▶ **MATERIALS PROVIDED**
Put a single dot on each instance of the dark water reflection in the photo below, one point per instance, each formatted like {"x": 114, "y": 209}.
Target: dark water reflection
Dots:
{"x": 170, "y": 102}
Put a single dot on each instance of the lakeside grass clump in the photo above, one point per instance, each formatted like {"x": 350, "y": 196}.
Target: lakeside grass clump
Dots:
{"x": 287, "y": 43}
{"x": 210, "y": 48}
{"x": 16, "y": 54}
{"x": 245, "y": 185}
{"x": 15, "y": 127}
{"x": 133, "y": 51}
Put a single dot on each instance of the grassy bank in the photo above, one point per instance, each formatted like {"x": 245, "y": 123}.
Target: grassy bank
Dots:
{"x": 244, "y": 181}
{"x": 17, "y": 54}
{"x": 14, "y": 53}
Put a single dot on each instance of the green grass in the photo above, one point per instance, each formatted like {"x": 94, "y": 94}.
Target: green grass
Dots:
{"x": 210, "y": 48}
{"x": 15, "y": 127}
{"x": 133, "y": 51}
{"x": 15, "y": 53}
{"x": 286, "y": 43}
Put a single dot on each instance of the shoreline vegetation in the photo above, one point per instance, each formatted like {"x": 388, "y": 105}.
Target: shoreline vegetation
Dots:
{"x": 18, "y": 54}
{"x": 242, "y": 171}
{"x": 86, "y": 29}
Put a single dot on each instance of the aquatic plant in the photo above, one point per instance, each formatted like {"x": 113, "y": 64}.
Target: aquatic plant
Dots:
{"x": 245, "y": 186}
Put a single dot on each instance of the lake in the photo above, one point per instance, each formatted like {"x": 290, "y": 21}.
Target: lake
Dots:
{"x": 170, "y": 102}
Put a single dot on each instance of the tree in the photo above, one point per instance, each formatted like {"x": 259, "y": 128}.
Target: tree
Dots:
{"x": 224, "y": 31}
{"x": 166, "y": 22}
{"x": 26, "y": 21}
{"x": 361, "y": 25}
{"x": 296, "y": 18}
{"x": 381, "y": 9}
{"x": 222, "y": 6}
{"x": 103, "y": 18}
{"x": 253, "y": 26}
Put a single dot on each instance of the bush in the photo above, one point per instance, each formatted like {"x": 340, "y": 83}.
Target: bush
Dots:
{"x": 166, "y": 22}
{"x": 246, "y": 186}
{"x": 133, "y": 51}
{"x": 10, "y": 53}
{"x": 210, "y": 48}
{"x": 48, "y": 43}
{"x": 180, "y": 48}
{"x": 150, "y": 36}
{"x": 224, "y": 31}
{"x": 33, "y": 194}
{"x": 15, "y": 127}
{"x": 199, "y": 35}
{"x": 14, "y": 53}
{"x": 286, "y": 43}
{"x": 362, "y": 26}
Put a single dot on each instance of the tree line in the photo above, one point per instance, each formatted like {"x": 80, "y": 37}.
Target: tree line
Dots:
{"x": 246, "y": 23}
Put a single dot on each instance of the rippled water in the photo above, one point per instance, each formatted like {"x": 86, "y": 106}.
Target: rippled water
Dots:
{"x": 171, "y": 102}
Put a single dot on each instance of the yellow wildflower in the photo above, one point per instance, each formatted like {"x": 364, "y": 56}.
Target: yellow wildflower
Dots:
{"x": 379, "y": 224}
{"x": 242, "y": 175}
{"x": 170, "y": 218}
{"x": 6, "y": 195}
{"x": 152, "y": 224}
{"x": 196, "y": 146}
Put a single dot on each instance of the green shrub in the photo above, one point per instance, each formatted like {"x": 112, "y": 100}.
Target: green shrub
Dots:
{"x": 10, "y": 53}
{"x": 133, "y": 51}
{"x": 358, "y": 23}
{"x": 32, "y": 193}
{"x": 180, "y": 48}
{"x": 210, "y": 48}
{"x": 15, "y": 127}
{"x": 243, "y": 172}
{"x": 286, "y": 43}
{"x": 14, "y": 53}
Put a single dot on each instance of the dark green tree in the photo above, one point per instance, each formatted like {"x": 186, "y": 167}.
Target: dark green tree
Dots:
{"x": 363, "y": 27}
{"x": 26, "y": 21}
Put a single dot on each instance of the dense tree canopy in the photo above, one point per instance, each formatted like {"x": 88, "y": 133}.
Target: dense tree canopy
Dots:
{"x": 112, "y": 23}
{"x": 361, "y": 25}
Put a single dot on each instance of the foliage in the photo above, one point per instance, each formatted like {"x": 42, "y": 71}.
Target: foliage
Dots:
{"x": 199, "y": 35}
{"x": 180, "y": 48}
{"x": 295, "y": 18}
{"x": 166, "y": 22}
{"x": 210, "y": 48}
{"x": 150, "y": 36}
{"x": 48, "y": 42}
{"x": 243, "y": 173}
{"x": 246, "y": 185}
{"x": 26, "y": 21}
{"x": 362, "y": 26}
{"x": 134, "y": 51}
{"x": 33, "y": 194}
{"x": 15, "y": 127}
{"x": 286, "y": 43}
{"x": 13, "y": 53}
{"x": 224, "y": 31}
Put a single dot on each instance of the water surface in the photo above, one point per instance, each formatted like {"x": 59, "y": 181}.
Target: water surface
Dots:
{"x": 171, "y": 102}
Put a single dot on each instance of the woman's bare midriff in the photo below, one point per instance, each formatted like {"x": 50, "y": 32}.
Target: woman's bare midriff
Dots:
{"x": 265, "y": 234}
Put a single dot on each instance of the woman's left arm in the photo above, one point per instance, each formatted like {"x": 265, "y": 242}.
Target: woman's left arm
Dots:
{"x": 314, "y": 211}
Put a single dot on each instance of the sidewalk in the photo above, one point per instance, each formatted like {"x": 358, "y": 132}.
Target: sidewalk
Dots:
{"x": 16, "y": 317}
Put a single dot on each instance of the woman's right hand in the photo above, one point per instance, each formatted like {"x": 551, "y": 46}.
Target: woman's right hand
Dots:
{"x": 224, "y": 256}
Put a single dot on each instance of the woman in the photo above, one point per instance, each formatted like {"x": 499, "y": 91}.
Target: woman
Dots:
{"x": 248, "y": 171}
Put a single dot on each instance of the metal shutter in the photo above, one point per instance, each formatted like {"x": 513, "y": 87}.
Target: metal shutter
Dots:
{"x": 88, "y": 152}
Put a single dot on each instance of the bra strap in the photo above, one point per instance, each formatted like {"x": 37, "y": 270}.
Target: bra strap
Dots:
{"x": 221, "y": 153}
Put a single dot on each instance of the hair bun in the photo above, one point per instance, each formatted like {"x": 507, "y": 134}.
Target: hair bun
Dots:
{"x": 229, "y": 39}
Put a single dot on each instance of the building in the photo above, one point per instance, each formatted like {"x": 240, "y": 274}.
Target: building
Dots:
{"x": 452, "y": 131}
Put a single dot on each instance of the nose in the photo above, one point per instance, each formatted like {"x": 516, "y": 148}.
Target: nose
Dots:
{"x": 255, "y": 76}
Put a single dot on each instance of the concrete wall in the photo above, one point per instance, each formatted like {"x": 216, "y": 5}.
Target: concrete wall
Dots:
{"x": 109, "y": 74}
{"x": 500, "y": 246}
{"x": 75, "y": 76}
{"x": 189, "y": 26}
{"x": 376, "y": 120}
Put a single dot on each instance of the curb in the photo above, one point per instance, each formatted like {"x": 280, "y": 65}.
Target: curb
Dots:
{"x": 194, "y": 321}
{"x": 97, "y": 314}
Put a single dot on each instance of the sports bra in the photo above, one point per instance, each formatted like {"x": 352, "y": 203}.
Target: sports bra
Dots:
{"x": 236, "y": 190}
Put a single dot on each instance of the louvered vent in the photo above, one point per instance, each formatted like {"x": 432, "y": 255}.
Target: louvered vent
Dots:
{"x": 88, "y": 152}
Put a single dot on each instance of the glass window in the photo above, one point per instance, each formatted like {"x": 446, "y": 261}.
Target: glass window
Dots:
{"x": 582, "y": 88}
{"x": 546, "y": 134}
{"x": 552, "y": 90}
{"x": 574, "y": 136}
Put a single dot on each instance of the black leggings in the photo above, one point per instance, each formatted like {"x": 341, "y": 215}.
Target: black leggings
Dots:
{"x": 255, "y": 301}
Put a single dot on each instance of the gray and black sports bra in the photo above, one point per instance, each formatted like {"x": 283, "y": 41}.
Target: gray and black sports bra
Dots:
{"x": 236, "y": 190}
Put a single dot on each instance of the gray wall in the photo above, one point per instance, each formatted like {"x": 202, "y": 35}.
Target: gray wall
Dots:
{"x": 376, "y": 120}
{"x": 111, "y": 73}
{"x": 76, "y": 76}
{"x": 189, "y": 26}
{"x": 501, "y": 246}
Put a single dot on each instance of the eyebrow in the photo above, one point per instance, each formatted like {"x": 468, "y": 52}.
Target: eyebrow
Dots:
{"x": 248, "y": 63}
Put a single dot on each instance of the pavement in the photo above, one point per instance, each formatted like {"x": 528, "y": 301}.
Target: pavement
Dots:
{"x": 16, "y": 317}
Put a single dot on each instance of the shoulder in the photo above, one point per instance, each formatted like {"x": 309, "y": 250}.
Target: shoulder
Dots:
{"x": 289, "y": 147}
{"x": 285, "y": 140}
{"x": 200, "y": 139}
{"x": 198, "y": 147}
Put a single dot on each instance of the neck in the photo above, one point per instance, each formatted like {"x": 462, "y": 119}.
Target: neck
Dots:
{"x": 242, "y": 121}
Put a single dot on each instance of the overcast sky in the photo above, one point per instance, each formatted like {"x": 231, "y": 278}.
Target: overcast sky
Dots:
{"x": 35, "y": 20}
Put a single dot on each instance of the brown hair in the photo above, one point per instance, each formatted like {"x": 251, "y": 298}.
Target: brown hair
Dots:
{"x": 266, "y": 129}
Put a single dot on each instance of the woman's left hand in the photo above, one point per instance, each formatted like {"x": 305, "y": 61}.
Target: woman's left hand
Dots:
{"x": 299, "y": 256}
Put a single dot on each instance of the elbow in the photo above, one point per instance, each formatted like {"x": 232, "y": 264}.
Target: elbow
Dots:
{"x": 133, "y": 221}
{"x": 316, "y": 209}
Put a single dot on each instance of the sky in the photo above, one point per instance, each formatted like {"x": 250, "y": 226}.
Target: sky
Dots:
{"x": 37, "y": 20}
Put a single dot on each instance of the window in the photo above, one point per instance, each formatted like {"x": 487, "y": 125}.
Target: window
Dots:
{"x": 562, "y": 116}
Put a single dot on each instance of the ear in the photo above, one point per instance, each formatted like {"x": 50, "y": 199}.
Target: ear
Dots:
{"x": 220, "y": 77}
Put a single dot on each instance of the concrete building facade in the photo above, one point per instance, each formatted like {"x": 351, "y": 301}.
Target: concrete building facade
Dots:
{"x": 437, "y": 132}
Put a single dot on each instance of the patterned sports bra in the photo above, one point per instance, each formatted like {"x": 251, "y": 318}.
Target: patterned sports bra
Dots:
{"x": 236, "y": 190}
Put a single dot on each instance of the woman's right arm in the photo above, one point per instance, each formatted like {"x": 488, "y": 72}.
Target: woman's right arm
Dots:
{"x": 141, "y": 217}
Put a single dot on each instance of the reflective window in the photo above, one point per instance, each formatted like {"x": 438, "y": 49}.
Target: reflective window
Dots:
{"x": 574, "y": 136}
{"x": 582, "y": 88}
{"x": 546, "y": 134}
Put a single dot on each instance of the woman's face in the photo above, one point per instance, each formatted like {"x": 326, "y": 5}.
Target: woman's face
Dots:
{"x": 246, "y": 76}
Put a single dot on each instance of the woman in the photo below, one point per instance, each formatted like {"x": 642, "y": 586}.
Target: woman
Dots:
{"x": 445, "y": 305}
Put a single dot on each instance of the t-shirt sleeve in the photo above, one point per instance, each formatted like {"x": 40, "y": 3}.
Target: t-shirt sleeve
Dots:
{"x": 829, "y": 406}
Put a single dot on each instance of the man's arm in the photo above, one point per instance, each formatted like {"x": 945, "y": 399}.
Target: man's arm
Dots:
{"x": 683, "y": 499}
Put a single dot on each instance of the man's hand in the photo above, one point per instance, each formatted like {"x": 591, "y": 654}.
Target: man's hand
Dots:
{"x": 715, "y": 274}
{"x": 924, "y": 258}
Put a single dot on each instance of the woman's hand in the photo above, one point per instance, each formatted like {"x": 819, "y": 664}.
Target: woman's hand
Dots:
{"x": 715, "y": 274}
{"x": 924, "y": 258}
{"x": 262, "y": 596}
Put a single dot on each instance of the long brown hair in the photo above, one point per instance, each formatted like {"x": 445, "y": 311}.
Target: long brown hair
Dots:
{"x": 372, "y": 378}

▶ **YOUR OBJECTIVE**
Copy out, exactly and alone, the lines of the entries above between the ones holding "Target: nose" and "Target: black leggings", inclusive.

▶ **EXERCISE OUTPUT**
Target: nose
Dots:
{"x": 255, "y": 76}
Put a single dot on each instance of the concrete wall in the photo above, one point per instance, each formatted like {"x": 216, "y": 5}.
Target: concrete wall
Dots:
{"x": 109, "y": 74}
{"x": 500, "y": 246}
{"x": 75, "y": 76}
{"x": 189, "y": 26}
{"x": 376, "y": 120}
Put a single dot on each instance of the curb in the photo above, one point per instance, each formatted like {"x": 280, "y": 65}.
Target: curb
Dots:
{"x": 194, "y": 321}
{"x": 97, "y": 314}
Put a single dot on each instance of the sports bra in the photo above, one point per instance, each formatted like {"x": 352, "y": 203}.
Target: sports bra
Dots:
{"x": 236, "y": 190}
Put a single dot on each instance of the louvered vent in the photo above, one point per instance, each formatted like {"x": 432, "y": 255}.
Target: louvered vent
Dots:
{"x": 88, "y": 152}
Put a single dot on each instance of the glass window in the photo above, one point per instance, each formatted like {"x": 446, "y": 261}.
Target: glass window
Dots:
{"x": 582, "y": 88}
{"x": 546, "y": 134}
{"x": 552, "y": 90}
{"x": 574, "y": 136}
Put a single dot on each instance of the black leggings in the photo above, one point per instance, each formatted like {"x": 341, "y": 215}.
Target: black leggings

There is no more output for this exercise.